▶ _Passage_:
<<<<

Reputation: 973
I have a large CSV file that I would like to upload to postgres using datagrip. When I upload it I get the following error for a few records:
11807:98: actual: value separator (,), expected: record separator (\n)
The problem is that there are only 19 columns recognized and that in a very few records there are 20 values. For those records it does not import the record at all. I do want to have all rows in my database.
I thought this would be a peace of cake in python. So I started to work with pandas and loaded the data with the following line:
df = pd.read_csv('filename.csv', sep='delimiter', header=None)
That does contain the file. It is however way more difficult than I expected to either remove all values that are on lines behind the 19 comma, or to just add a full 20th column that I can later delete. It feels like this is a trivial question and I need a push in the right direction.
Upvotes: 0
Views: 1269
Reputation: 12494
Reading it into a dataframe that way buys you nothing since each cell will contain a row of your file.
Use the csv
module, instead, because it does not try to read the file as a table of fixed width.
import csv
with open('filename.csv', 'r') as i, open('fixed.csv', 'w') as o:
cr = csv.reader(i)
cw = csv.writer(o)
for row in cr:
cw.writerow(row[0:19])
Upvotes: 3
Reputation: 31206
This generates a dataframe with 30 columns then drops all columns after column 20.
df = pd.DataFrame({f"col{i}":[1,2,3] for i in range(30)})
df = df.drop(columns=[c for c in df.columns[20:]])
Upvotes: 3

>>>>

▶ _Stated goal A_:
In the CSV thread, which Python module does the first reply recommend instead of pandas?
▶ _Stated goal B_:
Extract everything in the CSV thread from "Use the csv" down to "cw.writerow(row[0:19])".
Work only from the CSV thread above.

▶ _Listed records_:
<<<<

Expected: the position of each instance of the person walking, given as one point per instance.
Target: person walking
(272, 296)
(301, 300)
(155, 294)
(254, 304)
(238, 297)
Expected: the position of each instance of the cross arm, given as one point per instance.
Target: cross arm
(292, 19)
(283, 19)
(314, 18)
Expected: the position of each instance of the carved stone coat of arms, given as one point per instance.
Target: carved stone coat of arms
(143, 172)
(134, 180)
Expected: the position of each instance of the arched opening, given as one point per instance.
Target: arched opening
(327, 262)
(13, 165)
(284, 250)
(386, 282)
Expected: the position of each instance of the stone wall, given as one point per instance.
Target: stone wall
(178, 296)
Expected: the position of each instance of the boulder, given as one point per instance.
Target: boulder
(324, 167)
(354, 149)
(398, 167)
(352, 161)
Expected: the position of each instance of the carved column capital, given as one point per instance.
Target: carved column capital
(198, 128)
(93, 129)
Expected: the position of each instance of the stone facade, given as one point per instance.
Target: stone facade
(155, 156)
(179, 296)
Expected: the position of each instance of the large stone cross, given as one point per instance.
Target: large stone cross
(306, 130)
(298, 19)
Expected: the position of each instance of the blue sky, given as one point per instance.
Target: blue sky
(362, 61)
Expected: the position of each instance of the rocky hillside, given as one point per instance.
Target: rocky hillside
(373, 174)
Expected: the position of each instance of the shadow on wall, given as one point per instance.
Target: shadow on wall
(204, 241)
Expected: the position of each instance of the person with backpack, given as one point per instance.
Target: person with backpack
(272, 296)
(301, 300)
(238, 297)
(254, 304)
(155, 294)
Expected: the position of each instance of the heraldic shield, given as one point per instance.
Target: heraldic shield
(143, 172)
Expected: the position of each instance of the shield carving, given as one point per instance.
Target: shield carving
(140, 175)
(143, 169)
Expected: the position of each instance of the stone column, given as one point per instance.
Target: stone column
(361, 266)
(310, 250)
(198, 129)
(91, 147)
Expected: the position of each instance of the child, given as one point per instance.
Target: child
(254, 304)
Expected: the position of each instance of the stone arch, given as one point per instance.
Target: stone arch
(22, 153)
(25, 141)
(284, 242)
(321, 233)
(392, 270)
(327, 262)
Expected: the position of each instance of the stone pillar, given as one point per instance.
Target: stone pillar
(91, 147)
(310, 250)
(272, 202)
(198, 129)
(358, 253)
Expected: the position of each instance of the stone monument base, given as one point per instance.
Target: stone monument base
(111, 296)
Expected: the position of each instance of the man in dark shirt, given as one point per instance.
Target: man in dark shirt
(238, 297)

>>>>

▶ _Correct output A_:
The csv module.

▶ _Correct output B_:
Use the csv
module, instead, because it does not try to read the file as a table of fixed width.
import csv
with open('filename.csv', 'r') as i, open('fixed.csv', 'w') as o:
cr = csv.reader(i)
cw = csv.writer(o)
for row in cr:
cw.writerow(row[0:19])